* JOB 1: Retype the entries starting with the line that contains "Where can the white lamb" and continuing through the last line of the entries, keeping every line unchanged.

* READING TEXT:
[start]

For the fiscal year ended April 30, 2025, pursuant to the Expense Limitation Agreement described above, MIM waived a portion of its investment advisory fees and/or made payments to limit Fund expenses. After giving effect to the Expense Limitation Agreements, for the fiscal period ended April 30, 2025, the Fund paid MIM advisory fees equal to $2,465,518.

The following Trustee and officer of the Trust are also officers and/or employees of MIM or its affiliates:

Daniel E. Needham serves as Trustee and President and Principal Executive Officer of the Trust and as President of Morningstar Inc.'s ("Morningstar") Wealth Management Solutions group; and as Co-President of Morningstar Investment Management LLC and Morningstar Investment Services, LLC; and

D. Scott Schilling serves as Chief Compliance Officer ("CCO"), Anti-Money Laundering ("AML") Compliance Officer, and Secretary of the Trust.

The address of these individuals is 22 W. Washington Street, Chicago, Illinois 60602.

Guggenheim Partners Investment Management, LLC ("GPIM")

[end]

(Records from a dataset)
[start]

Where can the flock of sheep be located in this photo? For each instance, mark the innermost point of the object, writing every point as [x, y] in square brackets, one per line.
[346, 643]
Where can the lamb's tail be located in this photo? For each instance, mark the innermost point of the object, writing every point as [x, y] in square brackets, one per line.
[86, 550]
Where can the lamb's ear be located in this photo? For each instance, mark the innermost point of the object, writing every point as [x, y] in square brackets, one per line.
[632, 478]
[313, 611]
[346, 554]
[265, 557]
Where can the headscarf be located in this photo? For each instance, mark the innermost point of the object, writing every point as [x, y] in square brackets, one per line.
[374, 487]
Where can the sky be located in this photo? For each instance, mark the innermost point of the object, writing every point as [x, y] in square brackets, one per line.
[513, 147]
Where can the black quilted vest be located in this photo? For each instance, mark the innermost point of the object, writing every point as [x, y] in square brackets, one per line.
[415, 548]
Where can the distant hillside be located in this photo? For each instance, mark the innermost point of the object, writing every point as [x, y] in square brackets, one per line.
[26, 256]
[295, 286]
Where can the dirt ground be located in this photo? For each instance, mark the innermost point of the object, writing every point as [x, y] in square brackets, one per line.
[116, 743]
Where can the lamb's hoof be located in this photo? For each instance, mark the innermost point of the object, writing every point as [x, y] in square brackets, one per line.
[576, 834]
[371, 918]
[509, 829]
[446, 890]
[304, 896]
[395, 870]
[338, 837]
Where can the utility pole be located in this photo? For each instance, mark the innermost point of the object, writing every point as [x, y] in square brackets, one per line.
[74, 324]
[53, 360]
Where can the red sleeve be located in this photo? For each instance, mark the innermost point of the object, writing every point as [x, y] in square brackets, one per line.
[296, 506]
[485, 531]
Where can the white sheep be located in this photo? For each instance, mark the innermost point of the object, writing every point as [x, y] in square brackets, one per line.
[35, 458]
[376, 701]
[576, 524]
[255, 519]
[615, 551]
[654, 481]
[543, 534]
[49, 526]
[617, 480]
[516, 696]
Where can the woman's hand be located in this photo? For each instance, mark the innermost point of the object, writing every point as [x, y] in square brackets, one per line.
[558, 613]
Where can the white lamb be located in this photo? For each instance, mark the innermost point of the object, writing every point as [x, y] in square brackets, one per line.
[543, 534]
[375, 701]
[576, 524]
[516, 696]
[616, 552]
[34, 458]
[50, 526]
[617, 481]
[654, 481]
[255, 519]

[end]

* JOB 2: Echo the full text on the Fund's advisory fees and Trust officers word for word.

* TASK ANSWER 1:
Where can the white lamb be located in this photo? For each instance, mark the innermost point of the object, writing every point as [x, y] in square brackets, one per line.
[543, 534]
[375, 701]
[576, 524]
[516, 696]
[616, 552]
[34, 458]
[50, 526]
[617, 481]
[654, 481]
[255, 519]

* TASK ANSWER 2:
For the fiscal year ended April 30, 2025, pursuant to the Expense Limitation Agreement described above, MIM waived a portion of its investment advisory fees and/or made payments to limit Fund expenses. After giving effect to the Expense Limitation Agreements, for the fiscal period ended April 30, 2025, the Fund paid MIM advisory fees equal to $2,465,518.

The following Trustee and officer of the Trust are also officers and/or employees of MIM or its affiliates:

Daniel E. Needham serves as Trustee and President and Principal Executive Officer of the Trust and as President of Morningstar Inc.'s ("Morningstar") Wealth Management Solutions group; and as Co-President of Morningstar Investment Management LLC and Morningstar Investment Services, LLC; and

D. Scott Schilling serves as Chief Compliance Officer ("CCO"), Anti-Money Laundering ("AML") Compliance Officer, and Secretary of the Trust.

The address of these individuals is 22 W. Washington Street, Chicago, Illinois 60602.

Guggenheim Partners Investment Management, LLC ("GPIM")